Voyez la lâcheté du nistorien ? Certes, l’affaire fonctionne en cas de relative contemporanéité (aujourd’hui, on cause bien). Nous tous ou presque avons un pied dans le XXe siècle. Il ne viendrait à l’idée de personne de préciser quelles « années 60 ».
Ça passe encore de justesse pour le siècle précédent (« la guerre de 70 »).
Mais revenus au XVIIIe, il faut un événement particulièrement marquant, ou la rambarde d’un contexte, pour synchroniser nos montres. Rôbintiens : 89, justement. La Révolution ? Ou son bicentenaire ? Sachant qu’en sus, 1989 fut un millésime exceptionnel sur le plan historique, on n’est pas aidé.

 

Que les spécialistes (et même les non-spécialistes) raisonnent à l’échelle du siècle pour des raisons pratiques, très bien. Mais de grâce, basta avec ces lubies numérales.

Merci de votre attention.

 

Tacler

 

Si l’on incline à « tacler »* la corporation journalistique, ce n’est pas qu’elle succombe plus que d’autres à la tentation du jargon : elle le fait publiquement. Ce qui nous donne du biscuit jusqu’à la Saint-Glinglin. Si c’est pas merveilleux.

Mais revenons à nos moutons, moutons.

Car voyez-vous (dirait le grand tacleur Méluche), cet usage médiatique de « tacler » n’aura jamais cours au-delà du mur d’une rédaction. Tout juste le verbe s’applique-t-il au match d’hier de l’équipe du coin commenté au zinc d’en face :

Puuutain, t’as vu comment qu’il l’a taclé !

Il faut déjà faire montre d’aussi peu d’envergure que de scrupules pour pisser du titre comme :

Frédéric Beigbeder tacle Nicolas Bedos

(non, il ne s’agit pas d’homonymes en protège-tibias)

ou

Numéricable à nouveau taclé : Bouygues réclame des dommages et intérêts

(sic, trois fois sic).

Verbe court, consonnes dures promptes à évoquer ce plongeon du diable vauvert pour défendre (une cause, au figuré). Pour un peu, on visualiserait son vol plané, à Numéricable, suivi du roulé-boulé de rigueur avec rictus de souffrance et imploration de maman – jusqu’au moment du carton que choisit le taclé pour s’en retourner gambader.

■ ■ ■ ■

PETIT EXERCICE A: D'après le texte, au-delà de quelle limite l'usage médiatique de « tacler » n'aura-t-il jamais cours ?
PETIT EXERCICE B: Reproduisez mot pour mot le passage du texte allant de « Frédéric Beigbeder tacle » à « trois fois sic). ».

■ ■ ■ ■

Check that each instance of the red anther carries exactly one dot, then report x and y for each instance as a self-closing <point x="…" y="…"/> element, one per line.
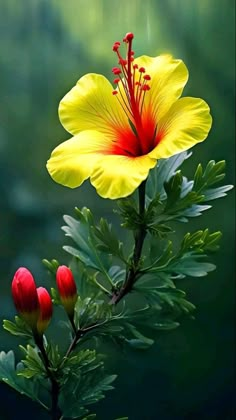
<point x="116" y="70"/>
<point x="142" y="70"/>
<point x="129" y="36"/>
<point x="145" y="87"/>
<point x="115" y="47"/>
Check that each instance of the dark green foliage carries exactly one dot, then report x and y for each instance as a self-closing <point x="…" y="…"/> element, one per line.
<point x="84" y="382"/>
<point x="102" y="272"/>
<point x="9" y="373"/>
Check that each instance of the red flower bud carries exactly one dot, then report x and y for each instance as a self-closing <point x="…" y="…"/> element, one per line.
<point x="45" y="306"/>
<point x="67" y="288"/>
<point x="25" y="296"/>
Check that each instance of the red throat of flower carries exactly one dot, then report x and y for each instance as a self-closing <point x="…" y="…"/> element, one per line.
<point x="132" y="86"/>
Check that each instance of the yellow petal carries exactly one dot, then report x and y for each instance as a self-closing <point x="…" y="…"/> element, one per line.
<point x="117" y="176"/>
<point x="168" y="78"/>
<point x="72" y="162"/>
<point x="187" y="122"/>
<point x="90" y="105"/>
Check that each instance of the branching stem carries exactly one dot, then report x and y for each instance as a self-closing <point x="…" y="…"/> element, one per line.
<point x="139" y="236"/>
<point x="55" y="387"/>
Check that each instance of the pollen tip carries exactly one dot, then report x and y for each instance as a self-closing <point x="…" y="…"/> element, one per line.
<point x="116" y="46"/>
<point x="116" y="70"/>
<point x="128" y="37"/>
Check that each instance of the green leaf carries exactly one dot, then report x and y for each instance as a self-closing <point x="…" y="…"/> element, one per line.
<point x="109" y="242"/>
<point x="9" y="375"/>
<point x="86" y="250"/>
<point x="84" y="383"/>
<point x="122" y="418"/>
<point x="32" y="362"/>
<point x="140" y="342"/>
<point x="164" y="170"/>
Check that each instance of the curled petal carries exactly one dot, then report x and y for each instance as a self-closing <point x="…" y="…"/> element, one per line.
<point x="72" y="162"/>
<point x="187" y="122"/>
<point x="90" y="105"/>
<point x="168" y="78"/>
<point x="117" y="176"/>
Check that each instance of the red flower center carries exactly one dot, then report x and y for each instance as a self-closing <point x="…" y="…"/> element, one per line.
<point x="132" y="85"/>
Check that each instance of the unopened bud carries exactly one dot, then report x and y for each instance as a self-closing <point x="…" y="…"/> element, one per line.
<point x="66" y="288"/>
<point x="25" y="296"/>
<point x="45" y="309"/>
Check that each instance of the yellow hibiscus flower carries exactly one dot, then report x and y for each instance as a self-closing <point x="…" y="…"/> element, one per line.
<point x="118" y="135"/>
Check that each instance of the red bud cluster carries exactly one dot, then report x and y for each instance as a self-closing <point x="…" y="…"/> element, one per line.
<point x="34" y="305"/>
<point x="66" y="288"/>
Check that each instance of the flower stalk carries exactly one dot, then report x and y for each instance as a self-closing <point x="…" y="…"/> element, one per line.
<point x="55" y="387"/>
<point x="139" y="237"/>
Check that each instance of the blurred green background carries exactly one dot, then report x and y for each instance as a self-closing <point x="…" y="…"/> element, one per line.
<point x="46" y="45"/>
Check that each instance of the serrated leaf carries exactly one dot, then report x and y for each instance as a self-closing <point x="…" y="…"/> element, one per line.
<point x="164" y="170"/>
<point x="8" y="374"/>
<point x="214" y="193"/>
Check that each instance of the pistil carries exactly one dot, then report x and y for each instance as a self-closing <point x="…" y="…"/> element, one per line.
<point x="134" y="90"/>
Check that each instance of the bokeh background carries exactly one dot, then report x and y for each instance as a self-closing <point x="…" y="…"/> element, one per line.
<point x="46" y="45"/>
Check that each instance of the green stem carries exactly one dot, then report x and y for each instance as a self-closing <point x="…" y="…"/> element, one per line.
<point x="131" y="275"/>
<point x="55" y="387"/>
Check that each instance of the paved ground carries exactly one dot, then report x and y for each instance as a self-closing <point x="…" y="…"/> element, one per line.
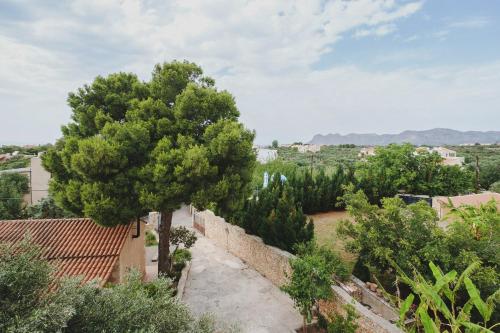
<point x="180" y="217"/>
<point x="222" y="284"/>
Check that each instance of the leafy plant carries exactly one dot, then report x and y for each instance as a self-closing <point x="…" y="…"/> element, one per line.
<point x="276" y="217"/>
<point x="311" y="278"/>
<point x="438" y="310"/>
<point x="33" y="300"/>
<point x="150" y="239"/>
<point x="181" y="256"/>
<point x="135" y="146"/>
<point x="343" y="324"/>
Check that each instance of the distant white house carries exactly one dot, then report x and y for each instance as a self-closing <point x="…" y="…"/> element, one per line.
<point x="307" y="148"/>
<point x="441" y="203"/>
<point x="265" y="155"/>
<point x="366" y="151"/>
<point x="449" y="156"/>
<point x="38" y="179"/>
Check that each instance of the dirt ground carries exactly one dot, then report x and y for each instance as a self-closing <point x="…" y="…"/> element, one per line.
<point x="325" y="231"/>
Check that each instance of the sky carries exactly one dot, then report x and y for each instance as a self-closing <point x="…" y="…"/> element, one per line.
<point x="296" y="68"/>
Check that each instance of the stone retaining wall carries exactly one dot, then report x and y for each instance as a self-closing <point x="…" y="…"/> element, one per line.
<point x="269" y="261"/>
<point x="274" y="264"/>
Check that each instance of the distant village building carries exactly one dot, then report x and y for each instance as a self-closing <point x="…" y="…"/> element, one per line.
<point x="449" y="156"/>
<point x="366" y="151"/>
<point x="38" y="180"/>
<point x="307" y="148"/>
<point x="441" y="204"/>
<point x="265" y="155"/>
<point x="80" y="247"/>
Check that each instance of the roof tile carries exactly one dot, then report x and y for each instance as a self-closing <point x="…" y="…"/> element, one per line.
<point x="77" y="246"/>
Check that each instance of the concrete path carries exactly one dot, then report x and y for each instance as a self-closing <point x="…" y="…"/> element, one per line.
<point x="223" y="285"/>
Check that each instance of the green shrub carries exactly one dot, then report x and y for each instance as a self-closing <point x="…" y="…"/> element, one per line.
<point x="181" y="256"/>
<point x="33" y="301"/>
<point x="276" y="217"/>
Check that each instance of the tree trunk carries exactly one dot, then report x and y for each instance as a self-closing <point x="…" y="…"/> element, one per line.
<point x="164" y="243"/>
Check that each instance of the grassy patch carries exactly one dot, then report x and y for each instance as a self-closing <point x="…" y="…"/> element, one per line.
<point x="325" y="232"/>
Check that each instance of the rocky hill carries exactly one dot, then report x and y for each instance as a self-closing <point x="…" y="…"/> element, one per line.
<point x="433" y="137"/>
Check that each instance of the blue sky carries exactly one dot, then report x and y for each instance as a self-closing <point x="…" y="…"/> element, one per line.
<point x="296" y="68"/>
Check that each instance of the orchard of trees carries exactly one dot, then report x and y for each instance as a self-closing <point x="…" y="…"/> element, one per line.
<point x="397" y="239"/>
<point x="398" y="169"/>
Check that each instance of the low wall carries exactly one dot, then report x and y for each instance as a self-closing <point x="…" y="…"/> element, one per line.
<point x="274" y="264"/>
<point x="269" y="261"/>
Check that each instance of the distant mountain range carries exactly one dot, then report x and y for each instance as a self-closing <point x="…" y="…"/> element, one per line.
<point x="432" y="137"/>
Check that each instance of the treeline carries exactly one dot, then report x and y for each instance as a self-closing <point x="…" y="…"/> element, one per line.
<point x="275" y="215"/>
<point x="399" y="169"/>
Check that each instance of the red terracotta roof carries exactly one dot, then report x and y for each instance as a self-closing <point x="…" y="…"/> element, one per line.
<point x="471" y="199"/>
<point x="77" y="246"/>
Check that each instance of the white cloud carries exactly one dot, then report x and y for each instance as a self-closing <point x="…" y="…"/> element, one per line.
<point x="378" y="31"/>
<point x="262" y="51"/>
<point x="471" y="23"/>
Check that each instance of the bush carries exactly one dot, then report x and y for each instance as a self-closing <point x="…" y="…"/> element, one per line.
<point x="33" y="301"/>
<point x="150" y="239"/>
<point x="276" y="217"/>
<point x="311" y="278"/>
<point x="181" y="256"/>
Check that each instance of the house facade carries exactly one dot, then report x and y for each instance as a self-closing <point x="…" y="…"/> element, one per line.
<point x="80" y="247"/>
<point x="38" y="180"/>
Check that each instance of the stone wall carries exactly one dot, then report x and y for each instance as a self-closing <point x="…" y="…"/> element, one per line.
<point x="269" y="261"/>
<point x="274" y="264"/>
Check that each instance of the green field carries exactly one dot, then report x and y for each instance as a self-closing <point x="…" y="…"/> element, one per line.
<point x="328" y="156"/>
<point x="325" y="232"/>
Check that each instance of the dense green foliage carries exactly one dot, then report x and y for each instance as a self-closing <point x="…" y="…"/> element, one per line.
<point x="406" y="233"/>
<point x="317" y="191"/>
<point x="24" y="150"/>
<point x="409" y="237"/>
<point x="15" y="162"/>
<point x="311" y="277"/>
<point x="46" y="208"/>
<point x="397" y="168"/>
<point x="320" y="192"/>
<point x="32" y="301"/>
<point x="438" y="310"/>
<point x="13" y="186"/>
<point x="135" y="146"/>
<point x="275" y="216"/>
<point x="495" y="187"/>
<point x="150" y="239"/>
<point x="489" y="161"/>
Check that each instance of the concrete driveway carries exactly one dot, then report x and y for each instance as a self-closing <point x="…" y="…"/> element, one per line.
<point x="223" y="285"/>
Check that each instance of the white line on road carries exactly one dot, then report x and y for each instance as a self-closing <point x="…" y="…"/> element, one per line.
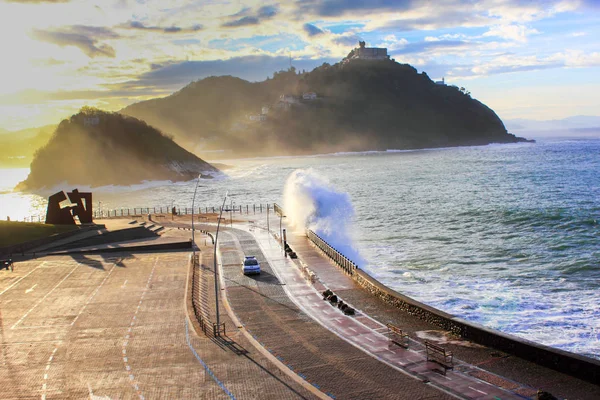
<point x="472" y="388"/>
<point x="43" y="298"/>
<point x="31" y="289"/>
<point x="30" y="272"/>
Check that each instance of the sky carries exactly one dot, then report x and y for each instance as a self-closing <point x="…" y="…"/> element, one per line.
<point x="523" y="58"/>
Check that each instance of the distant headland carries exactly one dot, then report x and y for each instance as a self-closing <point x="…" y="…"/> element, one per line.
<point x="97" y="148"/>
<point x="365" y="102"/>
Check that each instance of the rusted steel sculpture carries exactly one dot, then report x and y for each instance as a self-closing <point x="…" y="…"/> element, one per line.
<point x="57" y="215"/>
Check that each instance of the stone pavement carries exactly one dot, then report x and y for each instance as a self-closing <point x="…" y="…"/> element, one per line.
<point x="334" y="366"/>
<point x="115" y="327"/>
<point x="466" y="381"/>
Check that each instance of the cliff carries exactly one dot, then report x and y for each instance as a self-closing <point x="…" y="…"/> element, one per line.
<point x="361" y="105"/>
<point x="97" y="148"/>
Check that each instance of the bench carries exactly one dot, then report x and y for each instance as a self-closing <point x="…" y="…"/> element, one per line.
<point x="396" y="336"/>
<point x="439" y="355"/>
<point x="6" y="264"/>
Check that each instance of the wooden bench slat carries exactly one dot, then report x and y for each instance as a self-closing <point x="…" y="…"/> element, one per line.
<point x="440" y="355"/>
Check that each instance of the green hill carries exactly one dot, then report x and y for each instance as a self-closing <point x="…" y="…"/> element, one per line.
<point x="360" y="105"/>
<point x="97" y="148"/>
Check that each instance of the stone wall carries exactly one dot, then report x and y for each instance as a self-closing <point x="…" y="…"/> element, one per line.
<point x="573" y="364"/>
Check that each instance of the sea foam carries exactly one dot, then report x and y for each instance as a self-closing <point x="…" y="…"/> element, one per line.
<point x="311" y="202"/>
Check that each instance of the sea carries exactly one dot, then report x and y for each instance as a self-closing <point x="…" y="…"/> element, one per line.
<point x="507" y="236"/>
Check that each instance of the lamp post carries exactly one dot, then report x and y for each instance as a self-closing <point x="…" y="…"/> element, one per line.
<point x="215" y="265"/>
<point x="281" y="217"/>
<point x="193" y="230"/>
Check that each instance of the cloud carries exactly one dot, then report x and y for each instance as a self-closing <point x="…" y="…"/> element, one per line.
<point x="85" y="38"/>
<point x="312" y="30"/>
<point x="251" y="68"/>
<point x="511" y="63"/>
<point x="137" y="25"/>
<point x="517" y="33"/>
<point x="334" y="8"/>
<point x="347" y="40"/>
<point x="249" y="18"/>
<point x="267" y="12"/>
<point x="37" y="1"/>
<point x="429" y="45"/>
<point x="244" y="21"/>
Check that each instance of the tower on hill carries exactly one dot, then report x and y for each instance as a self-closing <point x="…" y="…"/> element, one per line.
<point x="367" y="53"/>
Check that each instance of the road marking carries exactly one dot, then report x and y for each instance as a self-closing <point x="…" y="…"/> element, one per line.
<point x="477" y="390"/>
<point x="221" y="385"/>
<point x="30" y="272"/>
<point x="43" y="298"/>
<point x="31" y="289"/>
<point x="58" y="344"/>
<point x="128" y="335"/>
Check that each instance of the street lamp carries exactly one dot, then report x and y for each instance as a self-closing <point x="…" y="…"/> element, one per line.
<point x="231" y="212"/>
<point x="215" y="264"/>
<point x="193" y="230"/>
<point x="281" y="216"/>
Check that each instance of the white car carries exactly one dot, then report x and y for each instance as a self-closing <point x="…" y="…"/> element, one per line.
<point x="250" y="266"/>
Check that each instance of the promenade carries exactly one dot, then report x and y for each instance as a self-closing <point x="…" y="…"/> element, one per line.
<point x="118" y="324"/>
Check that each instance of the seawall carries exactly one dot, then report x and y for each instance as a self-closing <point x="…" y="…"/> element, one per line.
<point x="573" y="364"/>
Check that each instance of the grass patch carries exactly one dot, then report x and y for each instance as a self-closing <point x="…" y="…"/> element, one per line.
<point x="20" y="232"/>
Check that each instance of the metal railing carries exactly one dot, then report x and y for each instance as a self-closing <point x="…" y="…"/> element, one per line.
<point x="141" y="211"/>
<point x="203" y="320"/>
<point x="341" y="260"/>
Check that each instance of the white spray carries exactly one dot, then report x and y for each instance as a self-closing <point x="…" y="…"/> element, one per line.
<point x="311" y="202"/>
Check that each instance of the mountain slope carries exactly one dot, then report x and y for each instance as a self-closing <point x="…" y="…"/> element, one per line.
<point x="18" y="147"/>
<point x="361" y="105"/>
<point x="96" y="148"/>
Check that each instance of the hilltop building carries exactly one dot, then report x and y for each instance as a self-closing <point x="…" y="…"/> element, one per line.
<point x="367" y="53"/>
<point x="91" y="121"/>
<point x="258" y="118"/>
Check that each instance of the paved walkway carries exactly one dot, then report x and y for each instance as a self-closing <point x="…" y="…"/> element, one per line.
<point x="480" y="372"/>
<point x="334" y="366"/>
<point x="362" y="331"/>
<point x="114" y="327"/>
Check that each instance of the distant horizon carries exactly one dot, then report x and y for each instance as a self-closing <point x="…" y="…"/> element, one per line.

■ ■ ■ ■

BONNE RÉPONSE A: Au-delà du mur d'une rédaction.

BONNE RÉPONSE B:
Frédéric Beigbeder tacle Nicolas Bedos

(non, il ne s’agit pas d’homonymes en protège-tibias)

ou

Numéricable à nouveau taclé : Bouygues réclame des dommages et intérêts

(sic, trois fois sic).